— WORK TASK —
An exact copy of every entry is the required answer.
--
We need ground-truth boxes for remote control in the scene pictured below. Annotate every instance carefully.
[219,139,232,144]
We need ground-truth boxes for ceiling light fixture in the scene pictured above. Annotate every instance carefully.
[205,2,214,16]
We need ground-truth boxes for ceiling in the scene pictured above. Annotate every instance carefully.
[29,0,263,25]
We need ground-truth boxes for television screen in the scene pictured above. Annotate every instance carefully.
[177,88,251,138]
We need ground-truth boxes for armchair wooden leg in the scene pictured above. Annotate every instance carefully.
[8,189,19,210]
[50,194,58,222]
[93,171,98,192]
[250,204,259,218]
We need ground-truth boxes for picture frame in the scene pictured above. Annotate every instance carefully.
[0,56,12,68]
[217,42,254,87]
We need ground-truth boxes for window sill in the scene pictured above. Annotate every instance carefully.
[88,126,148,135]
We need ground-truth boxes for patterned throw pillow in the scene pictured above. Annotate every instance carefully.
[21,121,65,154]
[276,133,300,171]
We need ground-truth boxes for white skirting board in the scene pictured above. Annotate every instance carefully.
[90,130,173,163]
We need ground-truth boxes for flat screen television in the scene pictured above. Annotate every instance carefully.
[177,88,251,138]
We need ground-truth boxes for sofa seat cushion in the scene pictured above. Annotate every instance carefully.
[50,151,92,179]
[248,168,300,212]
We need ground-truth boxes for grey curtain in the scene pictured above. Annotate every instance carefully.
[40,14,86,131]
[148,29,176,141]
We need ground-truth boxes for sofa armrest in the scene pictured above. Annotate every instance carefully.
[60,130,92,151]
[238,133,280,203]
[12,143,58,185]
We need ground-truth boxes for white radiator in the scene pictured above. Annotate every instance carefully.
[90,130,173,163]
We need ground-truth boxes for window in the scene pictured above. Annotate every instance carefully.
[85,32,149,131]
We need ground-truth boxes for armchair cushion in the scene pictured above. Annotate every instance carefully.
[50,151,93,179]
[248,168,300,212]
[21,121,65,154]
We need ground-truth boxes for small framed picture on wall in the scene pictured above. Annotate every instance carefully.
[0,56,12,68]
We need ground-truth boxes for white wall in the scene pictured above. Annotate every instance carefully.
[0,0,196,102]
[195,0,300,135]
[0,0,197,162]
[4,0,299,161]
--
— RESULT OF THE TASK —
We need ground-truth boxes for remote control in the scene pictured below. Annotate every instance carefully.
[219,139,232,144]
We need ground-truth boxes for ceiling light fixture in the scene pictured above. Annotate every instance carefully.
[205,2,214,16]
We need ground-truth boxes for ceiling in the scene pictured above. Annotate every instance carefully.
[29,0,263,25]
We need ground-truth boxes for television screen in the scene pictured above. Annotate every instance carefully.
[177,88,251,138]
We need ground-truth boxes for armchair wooden leg in the scene pictured above. Annotate every instance carefully.
[8,189,19,210]
[50,194,58,222]
[93,171,98,192]
[250,204,259,218]
We need ground-truth boxes for picture frame in the scene pictured above. Annotate every instance carefully.
[0,56,12,68]
[217,42,254,87]
We need ground-truth boxes for window sill in the scene pictured above. Annotate every instance carefully.
[88,126,148,135]
We need ground-truth boxes for patterned throw pillow in the scene pictured above. Annotate every instance carefully.
[21,121,65,154]
[276,133,300,171]
We need ground-truth boxes for white skirting board in the scene pictured above. Annotate every instance carefully.
[90,130,173,163]
We need ground-truth boxes for flat screen television in the scene pictured above. Annotate every instance carefully.
[177,88,251,138]
We need ground-truth boxes for sofa seat cushion in the scene pictured above. Annotate every instance carefully.
[50,151,92,179]
[248,168,300,212]
We need ground-truth boxes for grey curtain in the scene pictured above. Annotate every instance carefully.
[40,14,86,131]
[148,29,176,141]
We need ground-truth boxes for sofa armrest in the scene pictured above. Annotate every instance carefully.
[60,130,92,151]
[238,133,280,203]
[12,143,58,185]
We need ground-truth boxes for white radiator in the scene pictured above. Annotate every instance carefully.
[90,130,173,163]
We need ground-truth boxes for window in the scene pictured above. Annotate every instance carefully.
[85,32,149,131]
We need ground-truth boxes for armchair cushion in the scene pictured above. Annotate every instance carefully.
[50,151,93,179]
[248,168,300,212]
[21,121,65,154]
We need ground-truth boxes for small framed picture on wall in the scene pictured above. Annotate every instance carefully.
[0,56,12,68]
We need ground-truth boxes for white wall in the scene pictured above. Annotate every instance carefully.
[0,0,196,102]
[195,0,300,135]
[0,0,197,162]
[4,0,299,161]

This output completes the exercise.